**Task description:** Take the line containing "# for each instance of the dark" and all lines after it to the end of the records, and output them exactly.

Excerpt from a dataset
○ ○ ○ ○

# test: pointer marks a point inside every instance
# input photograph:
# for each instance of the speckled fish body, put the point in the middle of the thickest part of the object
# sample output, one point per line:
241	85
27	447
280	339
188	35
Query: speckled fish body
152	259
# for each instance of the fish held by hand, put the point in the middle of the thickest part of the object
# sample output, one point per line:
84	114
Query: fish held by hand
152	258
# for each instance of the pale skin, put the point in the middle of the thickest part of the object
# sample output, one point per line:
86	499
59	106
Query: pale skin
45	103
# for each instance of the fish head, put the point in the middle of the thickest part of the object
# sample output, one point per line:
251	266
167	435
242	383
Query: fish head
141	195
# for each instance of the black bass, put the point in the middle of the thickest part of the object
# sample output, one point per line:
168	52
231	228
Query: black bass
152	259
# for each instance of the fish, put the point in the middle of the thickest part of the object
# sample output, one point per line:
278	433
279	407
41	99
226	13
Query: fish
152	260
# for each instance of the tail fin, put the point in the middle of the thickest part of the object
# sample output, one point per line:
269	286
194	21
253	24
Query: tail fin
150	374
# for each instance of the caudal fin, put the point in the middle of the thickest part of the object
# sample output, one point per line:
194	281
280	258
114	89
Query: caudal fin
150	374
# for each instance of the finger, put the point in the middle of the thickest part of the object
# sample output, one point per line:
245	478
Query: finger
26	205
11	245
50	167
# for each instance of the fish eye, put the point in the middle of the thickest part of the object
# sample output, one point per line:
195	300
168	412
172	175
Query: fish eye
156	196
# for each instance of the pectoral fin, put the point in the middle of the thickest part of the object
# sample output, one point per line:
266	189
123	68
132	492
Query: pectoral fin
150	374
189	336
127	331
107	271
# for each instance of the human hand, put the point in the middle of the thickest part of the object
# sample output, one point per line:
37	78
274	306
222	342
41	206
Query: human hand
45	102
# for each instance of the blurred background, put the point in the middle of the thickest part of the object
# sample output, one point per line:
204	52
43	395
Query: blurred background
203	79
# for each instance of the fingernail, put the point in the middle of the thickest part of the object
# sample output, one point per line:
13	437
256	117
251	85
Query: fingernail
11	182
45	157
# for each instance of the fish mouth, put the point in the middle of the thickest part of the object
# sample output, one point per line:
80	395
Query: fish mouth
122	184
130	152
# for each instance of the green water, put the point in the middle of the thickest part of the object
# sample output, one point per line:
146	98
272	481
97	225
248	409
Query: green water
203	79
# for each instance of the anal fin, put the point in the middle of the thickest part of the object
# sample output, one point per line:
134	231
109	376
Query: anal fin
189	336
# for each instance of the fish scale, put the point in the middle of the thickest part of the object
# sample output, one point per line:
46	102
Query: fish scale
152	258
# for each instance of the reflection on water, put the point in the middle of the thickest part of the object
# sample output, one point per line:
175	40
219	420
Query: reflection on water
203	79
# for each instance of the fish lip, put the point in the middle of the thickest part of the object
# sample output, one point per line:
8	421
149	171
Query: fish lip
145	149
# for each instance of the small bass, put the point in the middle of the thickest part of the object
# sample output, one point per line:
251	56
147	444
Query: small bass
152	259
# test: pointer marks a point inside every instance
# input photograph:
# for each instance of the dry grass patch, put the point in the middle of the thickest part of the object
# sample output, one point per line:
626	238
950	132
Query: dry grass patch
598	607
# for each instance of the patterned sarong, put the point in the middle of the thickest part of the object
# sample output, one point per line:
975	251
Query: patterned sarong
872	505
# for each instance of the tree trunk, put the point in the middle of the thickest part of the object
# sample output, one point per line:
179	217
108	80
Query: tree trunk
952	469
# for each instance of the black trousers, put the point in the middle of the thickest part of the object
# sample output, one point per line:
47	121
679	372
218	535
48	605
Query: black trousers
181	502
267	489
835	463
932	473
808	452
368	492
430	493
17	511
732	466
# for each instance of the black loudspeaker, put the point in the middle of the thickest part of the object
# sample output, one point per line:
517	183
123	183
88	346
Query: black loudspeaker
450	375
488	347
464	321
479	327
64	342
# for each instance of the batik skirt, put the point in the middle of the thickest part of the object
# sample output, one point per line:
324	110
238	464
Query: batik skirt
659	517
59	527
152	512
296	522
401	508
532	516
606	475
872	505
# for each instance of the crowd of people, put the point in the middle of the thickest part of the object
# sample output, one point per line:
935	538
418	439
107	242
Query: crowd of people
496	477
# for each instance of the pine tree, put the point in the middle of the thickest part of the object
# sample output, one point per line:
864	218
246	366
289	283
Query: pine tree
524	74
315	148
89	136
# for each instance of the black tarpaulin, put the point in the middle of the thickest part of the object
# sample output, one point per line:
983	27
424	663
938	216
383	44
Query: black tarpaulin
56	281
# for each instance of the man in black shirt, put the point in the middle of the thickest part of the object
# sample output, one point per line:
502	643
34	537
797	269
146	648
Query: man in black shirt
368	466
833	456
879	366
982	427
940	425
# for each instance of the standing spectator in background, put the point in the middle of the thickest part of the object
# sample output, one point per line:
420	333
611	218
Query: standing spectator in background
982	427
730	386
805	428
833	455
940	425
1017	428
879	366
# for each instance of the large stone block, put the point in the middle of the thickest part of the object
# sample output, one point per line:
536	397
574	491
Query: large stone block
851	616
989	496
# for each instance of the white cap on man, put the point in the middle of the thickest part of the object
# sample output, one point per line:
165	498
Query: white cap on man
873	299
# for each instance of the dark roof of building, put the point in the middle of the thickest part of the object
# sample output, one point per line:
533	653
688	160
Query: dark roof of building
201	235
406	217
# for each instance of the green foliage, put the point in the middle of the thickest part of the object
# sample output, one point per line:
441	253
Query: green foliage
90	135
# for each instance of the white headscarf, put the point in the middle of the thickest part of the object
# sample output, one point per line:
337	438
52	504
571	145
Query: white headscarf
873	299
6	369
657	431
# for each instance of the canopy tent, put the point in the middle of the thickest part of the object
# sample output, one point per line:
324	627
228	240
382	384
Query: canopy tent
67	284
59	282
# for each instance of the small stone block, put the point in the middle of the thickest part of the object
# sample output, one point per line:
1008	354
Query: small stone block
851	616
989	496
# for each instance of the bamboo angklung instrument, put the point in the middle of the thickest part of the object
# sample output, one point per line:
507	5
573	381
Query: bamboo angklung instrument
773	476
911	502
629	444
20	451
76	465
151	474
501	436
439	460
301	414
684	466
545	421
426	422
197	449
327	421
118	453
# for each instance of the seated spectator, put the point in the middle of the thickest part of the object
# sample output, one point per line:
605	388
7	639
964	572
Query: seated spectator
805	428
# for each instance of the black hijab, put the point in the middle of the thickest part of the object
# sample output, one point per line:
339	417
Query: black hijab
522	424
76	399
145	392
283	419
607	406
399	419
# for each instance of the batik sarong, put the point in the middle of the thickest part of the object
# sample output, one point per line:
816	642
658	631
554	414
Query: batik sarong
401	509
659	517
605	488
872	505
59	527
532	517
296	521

○ ○ ○ ○

**Solution:**
# for each instance of the dark roof of building, put the point in the middle of the thickest part of the object
# sample output, one point per line:
533	653
688	160
Query: dark roof of building
201	235
406	217
# for each instance of the green foliage, put the point in the middle of the thickest part of the object
# sample output, one point per line:
441	253
Query: green foliage
90	135
# for each instance of the white headscarf, put the point in the middle of the thickest part of the object
# sample output, one point per line:
337	438
52	504
571	145
Query: white headscarf
873	299
6	369
657	431
# for each instance of the canopy tent, put the point in the middle of the thickest part of the object
# sample output, one point per line:
324	627
228	240
382	384
Query: canopy tent
67	284
59	282
# for each instance of the small stone block, put the point in the middle of the thickest part of the object
# sample output, one point per line:
1008	354
Query: small stone block
851	616
989	496
# for each instance of the bamboo angklung instrument, put the point in the middle of the thickest part of the object
# sample output, one point per line:
507	5
573	381
Query: bamboo angklung instrument
773	476
911	502
629	444
20	451
76	465
151	474
501	436
439	460
301	414
684	466
545	421
426	422
197	449
327	421
118	453
# for each instance of the seated spectator, put the point in the middle of the thickest part of the object
# sample output, one point per line:
605	388
7	639
964	572
Query: seated spectator
805	428
# for each instance of the black hijab, put the point in the middle of the thickest part of the object
# sample output, one point per line:
339	417
Query: black hijab
522	424
76	399
145	392
283	419
607	406
399	419
# for each instance of the batik sarong, put the point in the middle of the thickest part of the object
# sample output, one point per line:
816	642
658	631
554	414
Query: batik sarong
401	509
659	517
605	488
872	505
59	527
532	517
296	521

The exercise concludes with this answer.